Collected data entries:
Segment Open

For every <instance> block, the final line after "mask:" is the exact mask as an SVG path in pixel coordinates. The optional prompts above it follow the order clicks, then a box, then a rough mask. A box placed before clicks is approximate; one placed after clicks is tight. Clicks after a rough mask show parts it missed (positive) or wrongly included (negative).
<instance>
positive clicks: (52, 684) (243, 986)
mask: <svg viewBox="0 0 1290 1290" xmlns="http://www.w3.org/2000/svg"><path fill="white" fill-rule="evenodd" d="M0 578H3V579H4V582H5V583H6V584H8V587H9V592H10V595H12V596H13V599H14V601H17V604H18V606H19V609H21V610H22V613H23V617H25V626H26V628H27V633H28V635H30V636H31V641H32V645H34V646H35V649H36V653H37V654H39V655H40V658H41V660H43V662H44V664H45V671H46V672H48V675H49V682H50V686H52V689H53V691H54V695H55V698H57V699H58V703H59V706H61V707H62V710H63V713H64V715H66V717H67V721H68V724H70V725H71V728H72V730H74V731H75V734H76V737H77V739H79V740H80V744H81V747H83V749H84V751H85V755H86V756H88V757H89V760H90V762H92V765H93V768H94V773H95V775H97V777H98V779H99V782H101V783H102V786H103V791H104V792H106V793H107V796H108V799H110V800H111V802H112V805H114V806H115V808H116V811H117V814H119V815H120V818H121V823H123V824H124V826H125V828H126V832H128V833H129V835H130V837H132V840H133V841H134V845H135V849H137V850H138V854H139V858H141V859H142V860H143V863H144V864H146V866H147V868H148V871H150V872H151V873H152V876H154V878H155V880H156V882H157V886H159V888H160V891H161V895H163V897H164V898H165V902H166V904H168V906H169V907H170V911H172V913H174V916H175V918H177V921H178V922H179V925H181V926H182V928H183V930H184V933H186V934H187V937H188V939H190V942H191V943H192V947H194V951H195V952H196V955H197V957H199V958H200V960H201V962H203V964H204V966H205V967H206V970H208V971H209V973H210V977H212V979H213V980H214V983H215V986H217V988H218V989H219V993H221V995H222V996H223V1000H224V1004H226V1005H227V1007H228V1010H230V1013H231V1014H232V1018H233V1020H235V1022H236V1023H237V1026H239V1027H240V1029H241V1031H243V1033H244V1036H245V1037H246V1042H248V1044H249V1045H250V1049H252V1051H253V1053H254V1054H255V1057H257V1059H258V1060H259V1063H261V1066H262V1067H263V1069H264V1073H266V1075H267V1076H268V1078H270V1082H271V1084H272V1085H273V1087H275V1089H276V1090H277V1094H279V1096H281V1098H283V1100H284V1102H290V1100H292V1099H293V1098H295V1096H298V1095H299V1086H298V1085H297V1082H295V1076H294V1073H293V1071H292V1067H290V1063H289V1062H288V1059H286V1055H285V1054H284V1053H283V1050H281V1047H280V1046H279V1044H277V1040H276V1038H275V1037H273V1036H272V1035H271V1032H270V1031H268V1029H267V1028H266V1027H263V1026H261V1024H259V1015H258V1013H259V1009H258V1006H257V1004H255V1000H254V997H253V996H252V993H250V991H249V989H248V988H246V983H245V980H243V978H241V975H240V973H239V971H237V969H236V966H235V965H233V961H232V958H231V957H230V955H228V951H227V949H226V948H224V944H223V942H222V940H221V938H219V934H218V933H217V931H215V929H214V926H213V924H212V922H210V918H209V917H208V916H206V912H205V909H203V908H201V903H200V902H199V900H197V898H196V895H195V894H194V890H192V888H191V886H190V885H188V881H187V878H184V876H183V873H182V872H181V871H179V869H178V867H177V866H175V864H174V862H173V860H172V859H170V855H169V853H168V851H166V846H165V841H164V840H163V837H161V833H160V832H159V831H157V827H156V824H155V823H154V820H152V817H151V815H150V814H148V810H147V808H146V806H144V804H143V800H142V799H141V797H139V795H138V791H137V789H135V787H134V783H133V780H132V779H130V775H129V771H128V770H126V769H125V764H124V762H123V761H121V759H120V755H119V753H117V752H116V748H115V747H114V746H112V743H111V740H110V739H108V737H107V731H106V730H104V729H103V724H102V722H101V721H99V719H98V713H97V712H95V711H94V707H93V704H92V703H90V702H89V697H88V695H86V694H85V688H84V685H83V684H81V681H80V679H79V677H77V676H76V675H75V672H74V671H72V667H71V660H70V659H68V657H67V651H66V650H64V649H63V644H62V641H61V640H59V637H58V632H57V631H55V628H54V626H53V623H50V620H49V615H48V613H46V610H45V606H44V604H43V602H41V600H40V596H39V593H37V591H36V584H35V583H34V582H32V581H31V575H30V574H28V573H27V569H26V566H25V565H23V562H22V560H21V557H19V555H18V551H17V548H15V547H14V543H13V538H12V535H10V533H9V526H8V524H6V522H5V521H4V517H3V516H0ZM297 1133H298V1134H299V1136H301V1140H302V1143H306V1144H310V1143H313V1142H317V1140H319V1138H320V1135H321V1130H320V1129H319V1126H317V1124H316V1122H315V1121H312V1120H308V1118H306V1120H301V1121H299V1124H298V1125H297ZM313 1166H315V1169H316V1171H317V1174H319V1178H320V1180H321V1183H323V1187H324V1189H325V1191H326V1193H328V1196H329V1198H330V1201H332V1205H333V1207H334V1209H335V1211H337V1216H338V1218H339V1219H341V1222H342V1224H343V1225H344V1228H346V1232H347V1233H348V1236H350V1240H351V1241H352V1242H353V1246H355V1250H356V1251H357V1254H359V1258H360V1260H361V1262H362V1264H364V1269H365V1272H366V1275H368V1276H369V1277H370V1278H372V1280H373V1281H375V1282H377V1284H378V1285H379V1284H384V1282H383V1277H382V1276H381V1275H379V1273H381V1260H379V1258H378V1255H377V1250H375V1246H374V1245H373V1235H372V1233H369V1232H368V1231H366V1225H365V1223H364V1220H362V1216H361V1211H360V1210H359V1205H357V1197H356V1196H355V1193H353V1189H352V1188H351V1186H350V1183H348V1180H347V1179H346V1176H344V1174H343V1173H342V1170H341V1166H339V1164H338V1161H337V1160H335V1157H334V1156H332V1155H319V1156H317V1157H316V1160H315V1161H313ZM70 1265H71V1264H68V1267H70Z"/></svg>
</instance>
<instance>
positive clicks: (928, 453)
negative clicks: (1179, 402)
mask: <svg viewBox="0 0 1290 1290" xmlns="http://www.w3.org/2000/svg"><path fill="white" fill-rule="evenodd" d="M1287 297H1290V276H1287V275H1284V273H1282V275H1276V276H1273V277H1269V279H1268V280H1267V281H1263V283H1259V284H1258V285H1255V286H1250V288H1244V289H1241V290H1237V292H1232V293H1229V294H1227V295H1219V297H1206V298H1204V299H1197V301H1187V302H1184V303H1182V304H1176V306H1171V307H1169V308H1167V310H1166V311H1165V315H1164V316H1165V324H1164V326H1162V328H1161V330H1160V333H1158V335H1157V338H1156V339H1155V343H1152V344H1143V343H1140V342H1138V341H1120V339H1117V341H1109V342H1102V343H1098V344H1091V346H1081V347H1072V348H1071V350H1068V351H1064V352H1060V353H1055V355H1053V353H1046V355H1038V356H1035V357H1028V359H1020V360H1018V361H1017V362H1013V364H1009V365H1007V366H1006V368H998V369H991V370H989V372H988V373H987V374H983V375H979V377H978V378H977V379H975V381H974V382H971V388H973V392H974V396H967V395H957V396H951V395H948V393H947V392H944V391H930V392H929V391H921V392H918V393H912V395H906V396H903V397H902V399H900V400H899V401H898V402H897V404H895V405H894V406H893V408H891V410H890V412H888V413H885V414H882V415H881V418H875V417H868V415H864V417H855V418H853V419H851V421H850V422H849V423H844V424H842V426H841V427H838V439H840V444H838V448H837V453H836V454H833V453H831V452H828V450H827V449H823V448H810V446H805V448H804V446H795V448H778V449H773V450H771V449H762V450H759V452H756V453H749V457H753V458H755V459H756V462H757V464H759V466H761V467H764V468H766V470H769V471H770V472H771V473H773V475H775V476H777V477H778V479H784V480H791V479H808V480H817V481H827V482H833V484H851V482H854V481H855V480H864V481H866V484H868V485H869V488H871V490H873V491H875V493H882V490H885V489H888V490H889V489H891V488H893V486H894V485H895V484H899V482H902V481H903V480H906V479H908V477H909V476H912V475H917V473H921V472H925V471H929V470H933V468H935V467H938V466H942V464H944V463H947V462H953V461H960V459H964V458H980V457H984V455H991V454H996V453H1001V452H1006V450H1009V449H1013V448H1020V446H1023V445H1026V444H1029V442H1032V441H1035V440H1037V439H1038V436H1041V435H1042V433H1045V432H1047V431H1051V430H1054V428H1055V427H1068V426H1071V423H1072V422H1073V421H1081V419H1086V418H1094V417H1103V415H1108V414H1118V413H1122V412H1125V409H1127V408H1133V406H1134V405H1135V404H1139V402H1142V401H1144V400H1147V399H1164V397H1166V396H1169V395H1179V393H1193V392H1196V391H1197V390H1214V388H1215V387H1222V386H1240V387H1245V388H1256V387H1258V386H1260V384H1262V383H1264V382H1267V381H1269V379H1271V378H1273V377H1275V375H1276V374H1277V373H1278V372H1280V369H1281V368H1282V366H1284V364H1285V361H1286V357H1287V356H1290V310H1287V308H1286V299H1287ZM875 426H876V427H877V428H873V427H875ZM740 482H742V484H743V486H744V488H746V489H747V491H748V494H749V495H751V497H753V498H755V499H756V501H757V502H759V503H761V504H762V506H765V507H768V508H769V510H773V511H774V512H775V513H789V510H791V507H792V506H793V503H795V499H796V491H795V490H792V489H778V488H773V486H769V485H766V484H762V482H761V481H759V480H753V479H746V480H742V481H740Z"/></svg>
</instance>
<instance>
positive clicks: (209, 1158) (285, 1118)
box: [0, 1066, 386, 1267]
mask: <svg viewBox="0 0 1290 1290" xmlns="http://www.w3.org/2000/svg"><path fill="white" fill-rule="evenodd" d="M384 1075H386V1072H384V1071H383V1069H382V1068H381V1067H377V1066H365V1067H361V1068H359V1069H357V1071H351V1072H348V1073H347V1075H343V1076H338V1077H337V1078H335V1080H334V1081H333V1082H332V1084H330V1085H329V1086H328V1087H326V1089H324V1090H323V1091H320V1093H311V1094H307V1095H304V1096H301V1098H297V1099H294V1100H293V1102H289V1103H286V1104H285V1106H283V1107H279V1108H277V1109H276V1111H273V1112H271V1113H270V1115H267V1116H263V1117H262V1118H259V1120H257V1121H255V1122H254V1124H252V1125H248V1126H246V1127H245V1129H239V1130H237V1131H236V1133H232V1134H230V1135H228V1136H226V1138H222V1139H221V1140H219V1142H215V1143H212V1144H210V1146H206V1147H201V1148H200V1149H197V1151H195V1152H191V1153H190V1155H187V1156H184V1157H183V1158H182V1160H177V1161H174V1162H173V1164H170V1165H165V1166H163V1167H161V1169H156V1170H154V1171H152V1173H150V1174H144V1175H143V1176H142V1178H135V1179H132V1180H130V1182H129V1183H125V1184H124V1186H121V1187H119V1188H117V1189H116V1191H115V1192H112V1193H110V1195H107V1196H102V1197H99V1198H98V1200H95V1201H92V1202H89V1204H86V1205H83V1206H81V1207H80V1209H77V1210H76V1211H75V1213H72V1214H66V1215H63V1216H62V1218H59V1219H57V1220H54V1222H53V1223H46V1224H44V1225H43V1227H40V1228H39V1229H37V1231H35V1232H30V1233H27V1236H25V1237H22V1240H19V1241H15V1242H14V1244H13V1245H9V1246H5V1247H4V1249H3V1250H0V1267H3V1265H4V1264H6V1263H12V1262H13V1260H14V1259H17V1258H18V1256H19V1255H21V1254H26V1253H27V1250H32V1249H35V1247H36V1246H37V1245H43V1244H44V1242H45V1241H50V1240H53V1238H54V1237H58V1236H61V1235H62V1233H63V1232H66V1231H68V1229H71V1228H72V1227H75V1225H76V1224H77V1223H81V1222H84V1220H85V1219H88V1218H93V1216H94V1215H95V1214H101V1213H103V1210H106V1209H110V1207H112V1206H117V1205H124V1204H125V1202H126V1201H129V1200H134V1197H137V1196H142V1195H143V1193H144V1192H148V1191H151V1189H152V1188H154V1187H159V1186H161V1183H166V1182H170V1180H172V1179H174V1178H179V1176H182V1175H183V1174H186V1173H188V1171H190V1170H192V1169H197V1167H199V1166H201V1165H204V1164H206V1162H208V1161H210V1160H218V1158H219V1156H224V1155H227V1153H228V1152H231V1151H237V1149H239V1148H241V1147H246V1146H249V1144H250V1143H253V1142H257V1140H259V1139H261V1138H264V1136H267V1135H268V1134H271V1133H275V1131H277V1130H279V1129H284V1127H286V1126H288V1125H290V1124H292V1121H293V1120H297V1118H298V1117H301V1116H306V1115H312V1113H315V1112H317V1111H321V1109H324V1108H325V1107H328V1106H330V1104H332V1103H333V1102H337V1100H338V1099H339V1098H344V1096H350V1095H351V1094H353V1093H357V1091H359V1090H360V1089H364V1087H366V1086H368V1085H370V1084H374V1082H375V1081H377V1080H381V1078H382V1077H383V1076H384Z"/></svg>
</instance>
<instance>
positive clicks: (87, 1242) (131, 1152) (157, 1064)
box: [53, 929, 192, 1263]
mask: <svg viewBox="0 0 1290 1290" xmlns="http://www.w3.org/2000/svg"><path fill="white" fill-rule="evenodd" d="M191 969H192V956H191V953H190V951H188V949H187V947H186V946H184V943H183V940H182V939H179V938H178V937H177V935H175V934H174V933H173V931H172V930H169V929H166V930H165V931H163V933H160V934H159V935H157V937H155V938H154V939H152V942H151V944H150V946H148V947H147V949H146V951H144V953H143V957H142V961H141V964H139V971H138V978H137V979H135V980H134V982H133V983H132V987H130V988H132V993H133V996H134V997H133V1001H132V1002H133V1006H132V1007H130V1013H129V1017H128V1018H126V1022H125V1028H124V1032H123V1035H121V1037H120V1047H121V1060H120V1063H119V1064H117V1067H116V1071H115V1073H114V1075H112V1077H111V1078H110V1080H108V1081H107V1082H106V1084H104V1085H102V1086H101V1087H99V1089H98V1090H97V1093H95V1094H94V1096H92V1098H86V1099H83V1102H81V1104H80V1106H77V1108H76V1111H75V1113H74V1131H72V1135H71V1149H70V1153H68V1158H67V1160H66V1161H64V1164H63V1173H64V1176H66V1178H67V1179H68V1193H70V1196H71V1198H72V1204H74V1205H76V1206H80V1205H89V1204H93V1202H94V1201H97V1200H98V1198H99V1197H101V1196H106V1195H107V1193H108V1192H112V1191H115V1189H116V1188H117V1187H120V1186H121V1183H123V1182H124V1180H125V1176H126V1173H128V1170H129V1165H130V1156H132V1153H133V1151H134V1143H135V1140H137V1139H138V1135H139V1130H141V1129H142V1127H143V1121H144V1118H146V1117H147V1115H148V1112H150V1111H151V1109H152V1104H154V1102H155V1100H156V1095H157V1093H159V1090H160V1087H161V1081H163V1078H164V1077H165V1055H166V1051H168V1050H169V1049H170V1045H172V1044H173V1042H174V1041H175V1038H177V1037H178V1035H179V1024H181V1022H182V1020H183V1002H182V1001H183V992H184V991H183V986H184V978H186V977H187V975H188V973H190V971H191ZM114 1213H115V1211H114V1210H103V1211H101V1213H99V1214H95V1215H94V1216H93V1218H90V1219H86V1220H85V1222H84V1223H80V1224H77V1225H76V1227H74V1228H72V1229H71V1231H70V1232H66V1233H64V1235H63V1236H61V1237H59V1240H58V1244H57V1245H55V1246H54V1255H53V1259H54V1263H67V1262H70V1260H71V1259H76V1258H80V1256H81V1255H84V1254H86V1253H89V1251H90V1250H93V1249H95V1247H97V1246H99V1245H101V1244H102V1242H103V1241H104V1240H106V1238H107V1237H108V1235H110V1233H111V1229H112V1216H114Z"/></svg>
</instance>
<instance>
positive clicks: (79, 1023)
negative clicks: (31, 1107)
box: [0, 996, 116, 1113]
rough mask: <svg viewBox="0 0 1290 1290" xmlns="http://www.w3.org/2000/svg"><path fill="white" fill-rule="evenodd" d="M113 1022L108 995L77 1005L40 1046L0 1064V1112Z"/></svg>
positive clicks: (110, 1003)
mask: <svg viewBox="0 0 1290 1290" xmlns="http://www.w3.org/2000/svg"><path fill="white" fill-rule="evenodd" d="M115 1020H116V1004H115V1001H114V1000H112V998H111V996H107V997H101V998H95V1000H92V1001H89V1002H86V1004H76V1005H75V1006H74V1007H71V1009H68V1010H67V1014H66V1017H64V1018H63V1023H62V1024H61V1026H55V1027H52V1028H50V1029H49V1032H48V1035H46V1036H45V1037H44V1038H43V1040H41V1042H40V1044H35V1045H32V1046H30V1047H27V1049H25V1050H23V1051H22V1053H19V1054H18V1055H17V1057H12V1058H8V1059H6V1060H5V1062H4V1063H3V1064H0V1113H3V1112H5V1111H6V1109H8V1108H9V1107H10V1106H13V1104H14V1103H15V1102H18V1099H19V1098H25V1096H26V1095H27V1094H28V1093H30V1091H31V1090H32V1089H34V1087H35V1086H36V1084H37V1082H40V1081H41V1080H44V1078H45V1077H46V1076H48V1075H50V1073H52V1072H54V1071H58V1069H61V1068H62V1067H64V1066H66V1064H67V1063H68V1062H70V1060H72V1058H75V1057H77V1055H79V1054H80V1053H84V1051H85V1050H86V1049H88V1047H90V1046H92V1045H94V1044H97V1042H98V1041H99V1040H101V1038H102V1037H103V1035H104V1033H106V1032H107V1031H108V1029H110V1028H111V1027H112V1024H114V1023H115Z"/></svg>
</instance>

Segment Closed

WHAT YOU NEED TO DO: The line containing "positive clicks: (79, 1023)" and every line after it, through the end of the records above: output exactly those, and nothing else.

RESPONSE AREA:
positive clicks: (79, 1023)
negative clicks: (31, 1107)
box: [0, 996, 116, 1113]
rough mask: <svg viewBox="0 0 1290 1290" xmlns="http://www.w3.org/2000/svg"><path fill="white" fill-rule="evenodd" d="M113 1022L108 995L77 1005L40 1046L0 1064V1112Z"/></svg>
positive clicks: (110, 1003)
mask: <svg viewBox="0 0 1290 1290" xmlns="http://www.w3.org/2000/svg"><path fill="white" fill-rule="evenodd" d="M115 1020H116V1004H115V1001H114V1000H112V998H111V996H107V997H101V998H95V1000H92V1001H89V1002H86V1004H76V1005H75V1006H74V1007H71V1009H68V1010H67V1014H66V1017H64V1018H63V1023H62V1024H61V1026H55V1027H52V1028H50V1029H49V1032H48V1035H46V1036H45V1037H44V1038H43V1040H41V1042H40V1044H35V1045H32V1046H30V1047H27V1049H25V1050H23V1051H22V1053H19V1054H18V1055H17V1057H12V1058H8V1059H6V1060H5V1062H4V1063H3V1064H0V1113H3V1112H5V1111H6V1109H8V1108H9V1107H10V1106H13V1104H14V1103H15V1102H18V1099H19V1098H25V1096H26V1095H27V1094H28V1093H30V1091H31V1090H32V1089H34V1087H35V1086H36V1084H37V1082H40V1081H41V1080H44V1078H45V1077H46V1076H48V1075H50V1073H52V1072H54V1071H58V1069H61V1068H62V1067H64V1066H66V1064H67V1063H68V1062H70V1060H72V1058H75V1057H77V1055H79V1054H80V1053H84V1051H85V1050H86V1049H88V1047H90V1046H92V1045H94V1044H97V1042H98V1041H99V1040H101V1038H102V1037H103V1035H104V1033H106V1032H107V1031H108V1029H110V1028H111V1027H112V1024H114V1023H115Z"/></svg>
</instance>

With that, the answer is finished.